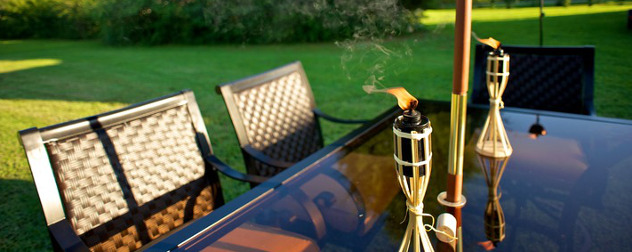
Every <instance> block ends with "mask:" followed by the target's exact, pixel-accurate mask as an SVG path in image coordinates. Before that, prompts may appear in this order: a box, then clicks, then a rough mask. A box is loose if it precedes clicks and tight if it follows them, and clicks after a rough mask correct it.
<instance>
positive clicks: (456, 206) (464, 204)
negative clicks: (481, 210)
mask: <svg viewBox="0 0 632 252" xmlns="http://www.w3.org/2000/svg"><path fill="white" fill-rule="evenodd" d="M447 197H448V193H447V192H441V193H439V195H437V201H439V204H441V205H443V206H446V207H454V208H461V207H463V206H465V203H467V199H466V198H465V196H463V195H461V201H459V202H451V201H448V200H447Z"/></svg>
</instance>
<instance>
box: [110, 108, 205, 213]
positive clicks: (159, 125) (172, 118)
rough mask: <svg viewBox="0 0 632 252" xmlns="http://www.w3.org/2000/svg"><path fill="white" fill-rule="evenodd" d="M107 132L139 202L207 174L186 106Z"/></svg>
mask: <svg viewBox="0 0 632 252" xmlns="http://www.w3.org/2000/svg"><path fill="white" fill-rule="evenodd" d="M107 134H108V136H110V138H111V139H112V143H113V144H114V147H115V149H116V150H117V155H118V156H119V159H120V160H121V165H122V167H123V170H124V171H125V175H126V177H127V179H128V181H129V183H130V186H131V187H132V192H133V193H134V198H135V199H136V201H137V203H138V204H139V205H143V204H145V203H147V202H148V201H151V200H153V199H155V198H156V197H158V196H160V195H163V194H165V193H167V192H170V191H172V190H174V189H176V188H178V187H180V186H182V185H184V184H187V183H189V182H190V181H193V180H195V179H197V178H200V177H201V176H202V175H203V174H204V161H203V160H202V157H201V155H200V151H199V149H198V146H197V143H196V142H195V130H194V129H193V126H192V124H191V119H190V118H189V117H188V116H187V112H186V107H185V106H180V107H178V108H174V109H170V110H167V111H164V112H162V113H159V114H155V115H152V116H151V117H146V118H142V119H138V120H133V121H130V122H128V123H126V124H125V125H120V126H118V127H114V128H111V129H108V130H107Z"/></svg>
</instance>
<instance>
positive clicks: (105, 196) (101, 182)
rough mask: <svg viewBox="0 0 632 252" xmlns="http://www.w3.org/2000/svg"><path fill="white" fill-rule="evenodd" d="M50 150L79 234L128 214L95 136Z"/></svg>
mask: <svg viewBox="0 0 632 252" xmlns="http://www.w3.org/2000/svg"><path fill="white" fill-rule="evenodd" d="M47 148H48V150H49V153H50V156H51V163H52V164H53V169H55V174H56V175H57V176H58V177H57V179H58V185H59V190H60V191H61V195H62V198H63V200H64V203H65V210H66V215H67V216H68V219H69V220H70V223H71V224H72V225H73V227H74V228H75V231H76V232H77V234H79V235H81V234H83V233H85V232H86V231H88V230H91V229H92V228H94V227H95V226H98V225H99V224H101V223H105V222H108V221H110V220H112V219H113V218H116V217H118V216H120V215H122V214H125V213H127V212H128V211H129V209H128V208H127V203H126V202H125V199H124V197H123V189H122V188H121V187H120V186H119V184H118V182H117V180H116V175H115V174H114V170H113V169H112V167H111V165H110V161H109V160H108V157H107V154H106V153H105V150H104V148H103V144H101V142H100V141H99V137H98V136H97V134H96V133H92V132H91V133H88V134H85V135H80V136H76V137H72V138H69V139H64V140H60V141H56V142H50V143H48V144H47Z"/></svg>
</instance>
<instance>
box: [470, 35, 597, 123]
mask: <svg viewBox="0 0 632 252" xmlns="http://www.w3.org/2000/svg"><path fill="white" fill-rule="evenodd" d="M501 48H502V49H503V50H504V52H505V53H506V54H509V55H510V56H513V55H532V56H535V57H548V56H578V57H580V58H581V67H582V72H581V73H578V74H579V75H581V78H580V79H581V83H577V85H578V86H579V88H581V97H577V99H580V101H578V102H579V104H581V107H580V108H575V109H573V110H574V111H563V110H560V109H559V108H556V107H554V106H553V107H552V106H547V105H546V104H545V105H537V106H536V105H534V106H535V107H526V106H524V104H518V102H514V101H512V100H511V98H509V96H510V94H511V93H512V89H514V88H515V87H519V86H521V85H525V83H517V82H516V76H520V75H522V74H523V73H521V72H518V71H516V70H515V69H513V68H512V67H510V68H509V72H510V74H509V84H508V85H507V89H506V91H505V95H504V96H503V102H504V104H505V106H507V107H523V108H535V109H541V110H549V111H557V112H566V113H576V114H584V115H595V108H594V105H593V96H594V95H593V93H594V79H595V78H594V65H595V47H594V46H565V47H559V46H547V47H531V46H511V45H503V46H501ZM492 50H493V49H492V48H490V47H489V46H485V45H482V44H477V45H476V51H475V58H474V80H473V88H472V96H471V99H470V102H471V103H473V104H483V105H487V104H489V95H488V92H487V86H486V80H485V70H486V64H487V56H488V53H489V52H490V51H492ZM510 64H511V65H512V66H513V65H514V64H521V62H520V60H518V59H517V58H516V57H512V58H511V60H510ZM551 70H552V71H557V69H551ZM538 85H543V84H542V83H538ZM548 90H549V91H551V89H550V88H548ZM551 92H552V91H551ZM554 95H555V94H554Z"/></svg>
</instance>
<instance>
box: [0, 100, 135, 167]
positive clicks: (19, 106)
mask: <svg viewBox="0 0 632 252" xmlns="http://www.w3.org/2000/svg"><path fill="white" fill-rule="evenodd" d="M125 105H126V104H123V103H109V102H78V101H58V100H5V99H0V142H2V143H3V144H1V145H0V153H1V154H2V158H0V178H2V179H7V178H10V179H20V180H31V175H30V172H29V171H28V165H27V163H26V158H25V157H24V153H23V152H24V151H23V150H22V147H21V145H20V142H19V140H18V137H17V133H18V131H19V130H23V129H27V128H30V127H44V126H48V125H51V124H56V123H61V122H64V121H68V120H73V119H78V118H82V117H86V116H90V115H93V114H97V113H101V112H105V111H109V110H113V109H118V108H121V107H124V106H125Z"/></svg>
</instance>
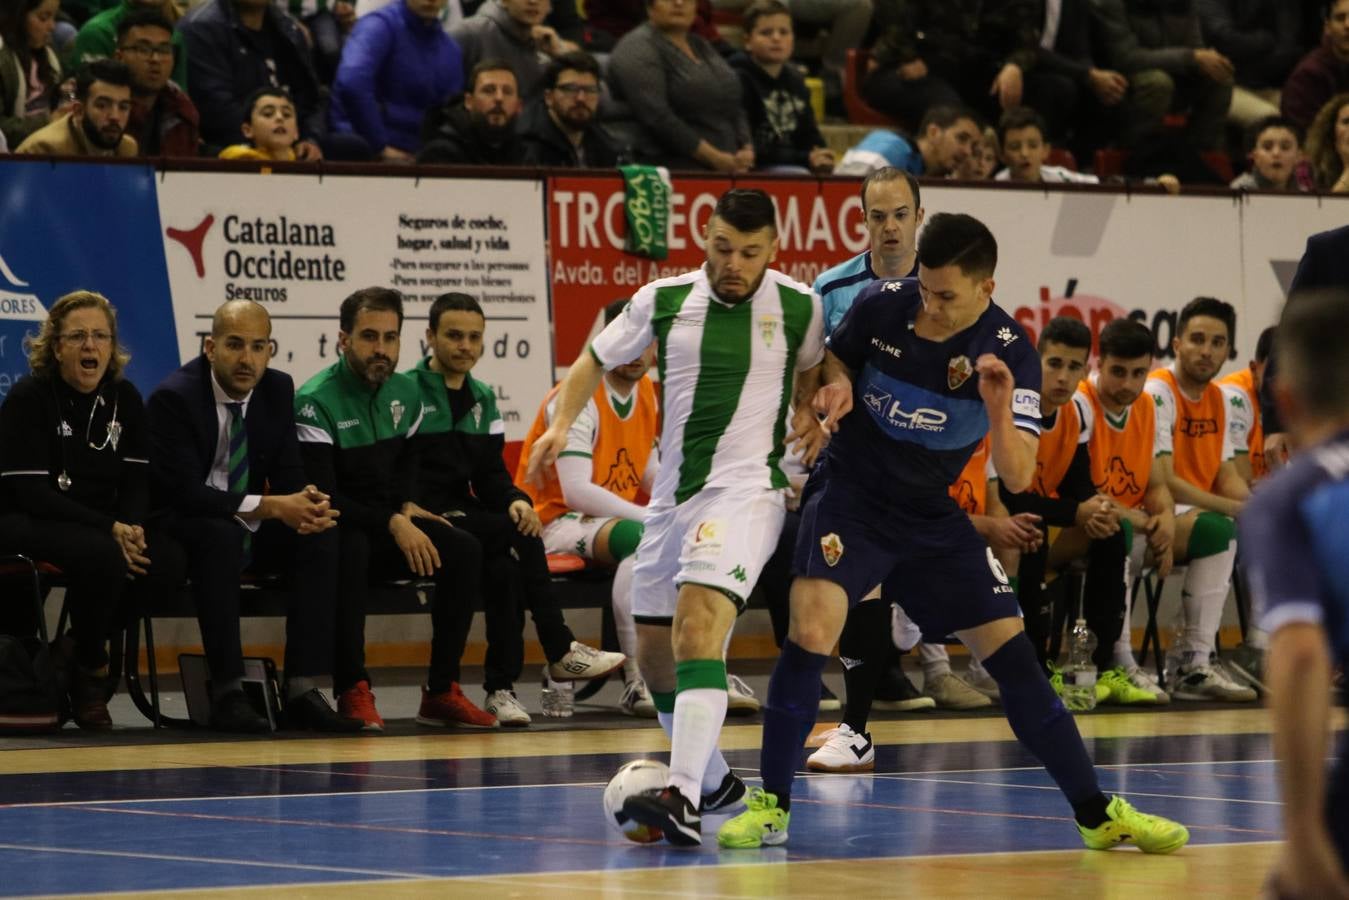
_ _ _ _
### [Action item]
Print every line of the entries above verbatim, leaving out the pictures.

### [Response box]
Every <instance> block ends with "mask:" followed by the target's exact, pixel-accurate mask as an SVG path in image coordinates. Before that, prompts may appear in this order: a box, then clicks, then a rough mask. A box is loose if it precedes clicks and tight if it follows them, and clicks after a rough mask correct it.
<instance>
positive clicks: (456, 206) (464, 204)
negative clicks: (481, 210)
mask: <svg viewBox="0 0 632 252" xmlns="http://www.w3.org/2000/svg"><path fill="white" fill-rule="evenodd" d="M447 197H448V193H447V192H441V193H439V195H437V201H439V204H441V205H443V206H446V207H454V208H461V207H463V206H465V203H467V199H466V198H465V196H463V195H461V201H459V202H451V201H448V200H447Z"/></svg>
</instance>
<instance>
box: [110, 108, 205, 213]
positive clicks: (159, 125) (172, 118)
rough mask: <svg viewBox="0 0 632 252" xmlns="http://www.w3.org/2000/svg"><path fill="white" fill-rule="evenodd" d="M107 132L139 202L207 174L186 106Z"/></svg>
mask: <svg viewBox="0 0 632 252" xmlns="http://www.w3.org/2000/svg"><path fill="white" fill-rule="evenodd" d="M107 134H108V136H110V138H111V139H112V143H113V144H114V147H115V149H116V150H117V155H118V156H119V159H120V160H121V165H122V167H123V170H124V171H125V175H126V177H127V179H128V181H129V183H130V186H131V187H132V192H133V193H134V198H135V199H136V201H137V203H138V204H139V205H143V204H145V203H147V202H148V201H151V200H153V199H155V198H156V197H158V196H160V195H163V194H165V193H167V192H170V191H172V190H174V189H176V188H178V187H180V186H182V185H184V184H187V183H189V182H190V181H193V180H195V179H197V178H200V177H201V176H202V175H203V174H204V161H203V160H202V157H201V155H200V151H199V149H198V146H197V143H196V142H195V130H194V129H193V126H192V124H191V119H190V118H189V117H188V116H187V112H186V107H185V106H180V107H178V108H174V109H170V110H167V111H164V112H162V113H159V114H155V115H152V116H151V117H146V118H142V119H138V120H133V121H130V122H128V123H126V124H125V125H120V126H118V127H114V128H111V129H108V130H107Z"/></svg>
</instance>
<instance>
positive clicks: (105, 196) (101, 182)
rough mask: <svg viewBox="0 0 632 252" xmlns="http://www.w3.org/2000/svg"><path fill="white" fill-rule="evenodd" d="M50 150L79 234L128 214L95 136Z"/></svg>
mask: <svg viewBox="0 0 632 252" xmlns="http://www.w3.org/2000/svg"><path fill="white" fill-rule="evenodd" d="M47 148H48V150H49V153H50V156H51V163H52V164H53V169H55V174H56V175H57V176H58V177H57V179H58V185H59V190H60V191H61V195H62V198H63V200H64V203H65V210H66V215H67V216H68V219H69V220H70V223H71V224H72V225H73V227H74V228H75V231H76V232H77V234H79V235H81V234H83V233H85V232H86V231H88V230H91V229H92V228H94V227H95V226H98V225H99V224H101V223H105V222H108V221H110V220H112V219H113V218H116V217H118V216H120V215H122V214H125V213H127V212H128V211H129V209H128V208H127V203H126V202H125V199H124V197H123V189H122V188H121V187H120V186H119V184H118V182H117V180H116V175H115V174H114V170H113V169H112V167H111V165H110V161H109V160H108V157H107V154H106V153H105V150H104V148H103V144H101V142H100V141H99V137H98V136H97V134H96V133H92V132H91V133H88V134H85V135H80V136H76V137H72V138H69V139H64V140H60V141H56V142H50V143H48V144H47Z"/></svg>
</instance>
<instance>
box: [470, 35, 597, 123]
mask: <svg viewBox="0 0 632 252" xmlns="http://www.w3.org/2000/svg"><path fill="white" fill-rule="evenodd" d="M501 48H502V49H503V50H504V52H505V53H506V54H509V55H510V56H513V55H532V56H535V57H548V56H578V57H580V58H581V67H582V72H581V73H578V74H579V75H581V78H580V79H581V83H577V85H578V86H579V88H581V97H577V99H580V101H578V102H579V104H581V107H580V108H575V109H573V110H574V111H563V110H560V109H559V108H556V107H554V106H553V107H552V106H547V105H546V104H545V105H537V106H536V105H534V106H535V107H526V106H524V104H518V102H514V101H512V100H511V98H509V96H510V94H511V93H512V89H514V88H515V87H519V86H521V85H525V83H517V82H516V76H520V75H522V74H523V73H521V72H518V71H516V70H515V69H513V68H512V67H510V68H509V72H510V74H509V84H508V85H507V89H506V91H505V95H504V96H503V102H504V104H505V106H507V107H523V108H535V109H541V110H549V111H557V112H566V113H576V114H584V115H595V108H594V105H593V96H594V95H593V93H594V79H595V78H594V65H595V47H594V46H565V47H559V46H547V47H531V46H511V45H503V46H501ZM492 50H493V49H492V48H490V47H489V46H485V45H482V44H477V45H476V51H475V58H474V80H473V88H472V96H471V99H470V102H471V103H473V104H483V105H487V104H489V95H488V92H487V86H486V80H485V70H486V64H487V56H488V53H489V52H490V51H492ZM510 64H511V65H512V66H513V65H514V64H521V62H520V60H518V59H517V58H516V57H512V58H511V60H510ZM551 70H552V71H557V69H551ZM538 85H543V84H542V83H538ZM548 90H549V91H551V89H550V88H548ZM551 92H552V91H551ZM554 95H555V94H554Z"/></svg>
</instance>
<instance>
box: [0, 100, 135, 167]
positive clicks: (19, 106)
mask: <svg viewBox="0 0 632 252" xmlns="http://www.w3.org/2000/svg"><path fill="white" fill-rule="evenodd" d="M125 105H126V104H123V103H109V102H78V101H58V100H5V99H0V142H2V143H3V144H1V145H0V153H1V154H2V158H0V178H2V179H7V178H10V179H20V180H31V175H30V172H29V171H28V165H27V163H26V158H25V157H24V153H23V152H24V151H23V150H22V147H21V145H20V142H19V140H18V137H17V133H18V131H19V130H23V129H27V128H30V127H44V126H48V125H51V124H56V123H61V122H64V121H68V120H73V119H78V118H82V117H86V116H90V115H93V114H97V113H101V112H105V111H109V110H113V109H118V108H121V107H124V106H125Z"/></svg>
</instance>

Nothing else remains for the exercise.